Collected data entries
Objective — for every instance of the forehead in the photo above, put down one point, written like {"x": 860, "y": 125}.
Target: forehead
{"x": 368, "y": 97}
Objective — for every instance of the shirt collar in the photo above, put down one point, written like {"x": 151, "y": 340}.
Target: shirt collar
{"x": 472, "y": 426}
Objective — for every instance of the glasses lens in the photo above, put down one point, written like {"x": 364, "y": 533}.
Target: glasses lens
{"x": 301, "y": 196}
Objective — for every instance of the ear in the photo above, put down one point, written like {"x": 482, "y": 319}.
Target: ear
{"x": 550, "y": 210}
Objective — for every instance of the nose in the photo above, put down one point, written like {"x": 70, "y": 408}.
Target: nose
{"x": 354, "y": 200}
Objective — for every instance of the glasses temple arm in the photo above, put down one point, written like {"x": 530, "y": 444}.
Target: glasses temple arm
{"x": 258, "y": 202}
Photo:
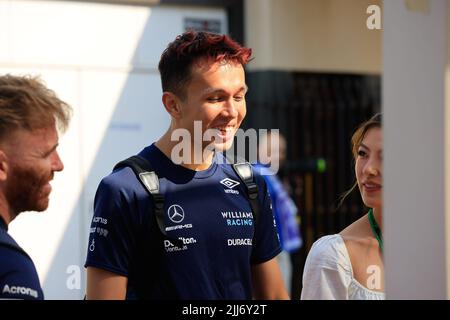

## [Work task]
Starting at the line that contains "Objective — for every instance of the nose", write out every line through the final line of the entries, word for word; skip any pictures.

## [Result]
Objective — for every instance of the nose in the photo above, put down one point, written like {"x": 70, "y": 408}.
Target: nose
{"x": 354, "y": 200}
Objective — for every instance of the glasses temple arm in the photo above, put down one point, written like {"x": 530, "y": 444}.
Target: glasses temple arm
{"x": 258, "y": 202}
Photo:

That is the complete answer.